----- Input for this task -----

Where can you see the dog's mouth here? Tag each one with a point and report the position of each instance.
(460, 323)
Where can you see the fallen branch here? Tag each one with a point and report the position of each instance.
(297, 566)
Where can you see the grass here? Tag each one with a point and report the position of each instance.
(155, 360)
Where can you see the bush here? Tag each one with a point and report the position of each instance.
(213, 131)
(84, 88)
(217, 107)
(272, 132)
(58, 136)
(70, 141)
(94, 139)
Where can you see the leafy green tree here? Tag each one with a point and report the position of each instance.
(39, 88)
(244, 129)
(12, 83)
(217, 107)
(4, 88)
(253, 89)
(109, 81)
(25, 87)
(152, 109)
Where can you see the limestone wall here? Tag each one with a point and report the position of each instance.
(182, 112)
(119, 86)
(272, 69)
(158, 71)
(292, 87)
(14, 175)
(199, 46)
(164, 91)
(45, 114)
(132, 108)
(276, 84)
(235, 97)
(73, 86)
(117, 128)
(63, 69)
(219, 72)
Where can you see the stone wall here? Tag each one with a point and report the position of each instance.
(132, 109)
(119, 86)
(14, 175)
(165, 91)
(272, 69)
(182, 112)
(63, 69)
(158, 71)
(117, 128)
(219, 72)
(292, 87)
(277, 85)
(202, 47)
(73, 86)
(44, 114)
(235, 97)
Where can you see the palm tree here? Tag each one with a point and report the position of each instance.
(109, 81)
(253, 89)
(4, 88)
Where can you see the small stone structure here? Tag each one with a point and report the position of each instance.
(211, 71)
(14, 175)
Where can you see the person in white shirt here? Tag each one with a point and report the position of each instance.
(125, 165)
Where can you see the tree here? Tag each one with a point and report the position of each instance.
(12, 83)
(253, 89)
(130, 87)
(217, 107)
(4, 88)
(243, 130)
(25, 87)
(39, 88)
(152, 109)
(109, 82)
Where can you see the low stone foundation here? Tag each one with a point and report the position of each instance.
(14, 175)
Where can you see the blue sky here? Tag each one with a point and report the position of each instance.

-----

Write out, word for word, every line from the one containing "Where can you see the leafy" through the last line of the records above.

_Answer for this exercise_:
Where can you see the leafy green tree here? Tag each one with a point and report the position of each instance.
(39, 88)
(244, 129)
(12, 83)
(217, 107)
(4, 88)
(253, 89)
(109, 81)
(25, 87)
(152, 109)
Where can you see the limestone wall here? Tag each one with a point and report the position of each instance.
(182, 112)
(119, 86)
(272, 69)
(158, 71)
(292, 87)
(14, 175)
(199, 46)
(164, 91)
(45, 114)
(132, 108)
(276, 84)
(235, 97)
(73, 86)
(117, 128)
(63, 69)
(219, 72)
Where can you see the stone wall here? Tag each one with a point and report the position of each instance.
(132, 109)
(119, 86)
(14, 175)
(165, 91)
(272, 69)
(182, 112)
(63, 69)
(158, 71)
(117, 128)
(219, 72)
(292, 87)
(277, 85)
(202, 47)
(73, 86)
(44, 114)
(235, 97)
Where can you see the palm tree here? Tag each one with a point and report the position of each instance.
(109, 81)
(253, 89)
(4, 88)
Where can you see the small stone structure here? Tag each one with a point and report the position of each instance.
(211, 71)
(14, 175)
Where can you see the person in white shirt here? Tag each one with a point and report the position of each instance.
(125, 165)
Where can you see the tree here? Tag each one with a point and report the position of each instance.
(12, 83)
(253, 89)
(130, 87)
(217, 107)
(4, 88)
(243, 130)
(25, 87)
(39, 88)
(152, 109)
(109, 82)
Where can you see the low stone foundation here? Tag each one with a point and report the position of each instance.
(14, 175)
Where can you see the blue sky here? Tag each one with a point and report the position of each instance.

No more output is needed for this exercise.